2.3 Designer's Help Securing Ownership. In the future, the Client may need the Designer's help to show that the Client owns the work product or to complete the transfer. The Designer agrees to help with that. For example, the Designer may have to sign a patent application. The Client will pay any required expenses for this. If the Client can’t find the Designer, the Designer agrees that the Client can act on the Designer's behalf to accomplish the same thing. The following language gives the Client that right: if the Client can’t find the Designer after spending reasonable effort trying to do so, the Designer hereby irrevocably designates and appoints the Client as the Designer's agent and attorney-in-fact, which appointment is coupled with an interest, to act for the Designer and on the Designer's behalf to execute, verify, and file the required documents and to take any other legal action to accomplish the purposes of paragraph 2.1 (Client Owns All Work Product).

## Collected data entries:
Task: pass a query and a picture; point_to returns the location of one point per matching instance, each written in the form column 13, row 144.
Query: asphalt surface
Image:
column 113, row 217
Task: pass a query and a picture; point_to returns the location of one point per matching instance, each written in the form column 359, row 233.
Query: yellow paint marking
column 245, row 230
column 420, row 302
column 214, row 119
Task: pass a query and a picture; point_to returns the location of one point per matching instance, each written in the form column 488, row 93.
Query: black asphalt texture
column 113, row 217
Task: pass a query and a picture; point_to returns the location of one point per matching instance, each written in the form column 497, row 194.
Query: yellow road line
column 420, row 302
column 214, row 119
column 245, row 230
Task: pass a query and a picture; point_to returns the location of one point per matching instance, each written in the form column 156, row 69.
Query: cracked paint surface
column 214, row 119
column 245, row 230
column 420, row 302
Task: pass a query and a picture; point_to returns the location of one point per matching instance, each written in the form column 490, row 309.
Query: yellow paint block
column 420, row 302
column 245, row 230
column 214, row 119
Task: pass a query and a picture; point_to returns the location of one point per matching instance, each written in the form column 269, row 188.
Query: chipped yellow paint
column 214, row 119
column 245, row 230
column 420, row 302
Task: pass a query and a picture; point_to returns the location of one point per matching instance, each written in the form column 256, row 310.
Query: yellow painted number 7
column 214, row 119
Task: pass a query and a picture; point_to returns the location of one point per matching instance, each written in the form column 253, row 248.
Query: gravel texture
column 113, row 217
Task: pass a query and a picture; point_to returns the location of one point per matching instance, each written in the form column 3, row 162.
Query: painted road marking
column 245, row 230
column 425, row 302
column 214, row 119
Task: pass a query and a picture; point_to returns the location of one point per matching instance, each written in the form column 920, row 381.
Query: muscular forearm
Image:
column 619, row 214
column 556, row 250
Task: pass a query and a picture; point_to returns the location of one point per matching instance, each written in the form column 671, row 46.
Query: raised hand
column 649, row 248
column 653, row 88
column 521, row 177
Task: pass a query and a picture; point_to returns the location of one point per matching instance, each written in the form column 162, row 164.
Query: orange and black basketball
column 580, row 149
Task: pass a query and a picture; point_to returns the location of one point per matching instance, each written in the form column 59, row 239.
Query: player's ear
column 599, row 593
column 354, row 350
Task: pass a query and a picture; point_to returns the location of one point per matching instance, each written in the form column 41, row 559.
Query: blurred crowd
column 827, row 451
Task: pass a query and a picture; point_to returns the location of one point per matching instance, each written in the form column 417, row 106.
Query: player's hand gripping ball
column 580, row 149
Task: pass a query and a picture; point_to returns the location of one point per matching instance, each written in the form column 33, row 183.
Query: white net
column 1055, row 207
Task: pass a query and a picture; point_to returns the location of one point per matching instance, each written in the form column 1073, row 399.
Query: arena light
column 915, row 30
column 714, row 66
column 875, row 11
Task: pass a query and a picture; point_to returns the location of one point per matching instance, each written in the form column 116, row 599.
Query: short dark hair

## TASKS TO PERFORM:
- a) In the ownership-assistance clause, who pays the required expenses when the Designer helps secure ownership?
- b) Select each line in the entries above that contains the string "texture".

## OUTPUTS IN ORDER:
- a) The Client pays them.

- b)
Query: black asphalt texture
Query: gravel texture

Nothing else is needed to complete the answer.